» Information given:
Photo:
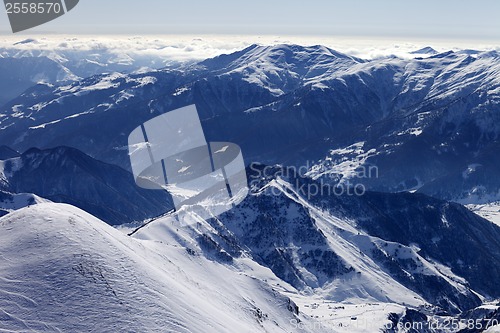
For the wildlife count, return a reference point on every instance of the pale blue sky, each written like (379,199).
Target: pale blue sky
(394,18)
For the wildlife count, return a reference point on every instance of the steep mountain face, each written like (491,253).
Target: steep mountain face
(10,202)
(422,122)
(67,175)
(402,248)
(63,270)
(7,152)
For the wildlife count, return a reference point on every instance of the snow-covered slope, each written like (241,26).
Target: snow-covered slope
(397,248)
(428,124)
(63,270)
(67,175)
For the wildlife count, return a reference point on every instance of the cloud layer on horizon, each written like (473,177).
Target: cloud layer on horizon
(182,48)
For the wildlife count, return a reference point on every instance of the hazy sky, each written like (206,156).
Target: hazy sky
(479,19)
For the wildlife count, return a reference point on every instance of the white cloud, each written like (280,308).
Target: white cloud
(194,48)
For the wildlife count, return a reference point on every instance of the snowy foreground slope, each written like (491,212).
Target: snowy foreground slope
(62,270)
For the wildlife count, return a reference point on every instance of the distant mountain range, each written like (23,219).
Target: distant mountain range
(428,124)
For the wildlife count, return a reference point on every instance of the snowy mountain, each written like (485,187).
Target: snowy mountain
(422,122)
(19,74)
(406,249)
(416,134)
(67,175)
(92,277)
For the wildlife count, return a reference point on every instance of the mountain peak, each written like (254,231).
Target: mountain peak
(7,153)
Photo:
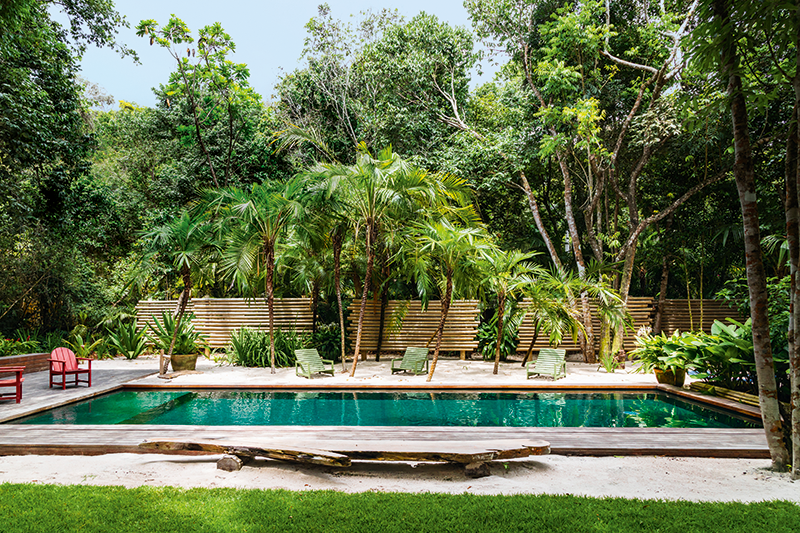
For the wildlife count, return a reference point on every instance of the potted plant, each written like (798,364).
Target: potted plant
(188,341)
(668,357)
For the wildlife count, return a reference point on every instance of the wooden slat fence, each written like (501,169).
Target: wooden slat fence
(639,308)
(216,318)
(676,315)
(417,326)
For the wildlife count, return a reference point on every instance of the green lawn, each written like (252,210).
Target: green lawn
(53,508)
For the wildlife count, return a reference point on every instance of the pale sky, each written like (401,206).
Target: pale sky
(268,35)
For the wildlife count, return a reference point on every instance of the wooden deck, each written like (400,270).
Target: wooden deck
(97,440)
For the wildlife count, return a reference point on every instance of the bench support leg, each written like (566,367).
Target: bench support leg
(474,470)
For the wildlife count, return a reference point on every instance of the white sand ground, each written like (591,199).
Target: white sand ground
(696,479)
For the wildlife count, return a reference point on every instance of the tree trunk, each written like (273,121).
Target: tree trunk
(367,277)
(269,250)
(183,301)
(500,312)
(662,294)
(448,294)
(537,217)
(587,341)
(793,237)
(533,341)
(743,172)
(337,239)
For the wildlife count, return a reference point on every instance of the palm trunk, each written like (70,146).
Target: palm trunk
(183,301)
(448,294)
(337,280)
(500,312)
(384,297)
(533,342)
(314,305)
(269,250)
(367,277)
(743,172)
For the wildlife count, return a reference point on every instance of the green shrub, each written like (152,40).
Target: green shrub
(250,347)
(127,340)
(725,357)
(187,341)
(487,333)
(17,347)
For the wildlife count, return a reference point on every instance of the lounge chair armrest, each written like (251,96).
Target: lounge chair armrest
(299,370)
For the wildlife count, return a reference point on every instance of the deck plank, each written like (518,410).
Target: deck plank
(23,439)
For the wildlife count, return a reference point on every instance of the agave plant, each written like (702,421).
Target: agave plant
(128,340)
(187,339)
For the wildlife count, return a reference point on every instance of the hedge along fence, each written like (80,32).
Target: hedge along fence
(417,326)
(216,318)
(641,310)
(675,315)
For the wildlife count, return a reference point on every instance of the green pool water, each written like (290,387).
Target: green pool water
(524,409)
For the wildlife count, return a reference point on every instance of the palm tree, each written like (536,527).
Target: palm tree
(328,220)
(449,252)
(185,241)
(252,222)
(377,189)
(548,303)
(507,274)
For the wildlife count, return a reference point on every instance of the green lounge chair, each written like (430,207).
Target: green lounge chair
(309,362)
(550,362)
(414,360)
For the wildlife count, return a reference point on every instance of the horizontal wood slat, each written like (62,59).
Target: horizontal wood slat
(418,326)
(640,309)
(216,318)
(675,315)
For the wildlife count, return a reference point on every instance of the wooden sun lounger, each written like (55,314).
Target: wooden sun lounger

» Directions: Print again the lines of the entries above that fall between the line holding "written like (273,121)." and the line holding "written like (251,96).", inclusive, exactly as they stand.

» Exercise answer:
For the wildlife count, return a reference point on every instance of the tree trunk, each written like (273,121).
Target: tree trunk
(367,277)
(269,250)
(183,301)
(500,312)
(662,294)
(448,294)
(537,217)
(587,341)
(793,237)
(533,341)
(743,172)
(337,239)
For the wildlife count, return a reference point on every instance of the palm trunk, each written like (70,146).
Target: palm trunk
(183,301)
(448,294)
(337,280)
(500,312)
(384,297)
(533,342)
(314,305)
(269,250)
(367,277)
(743,172)
For the wildlife count, return a reference point on every instance of the green shrub, each written like (152,40).
Target: green shrub
(250,347)
(127,340)
(725,357)
(187,341)
(487,333)
(17,347)
For the wildlife count, return a reference point on every instance of the lounge chair armrest, each written like (251,96).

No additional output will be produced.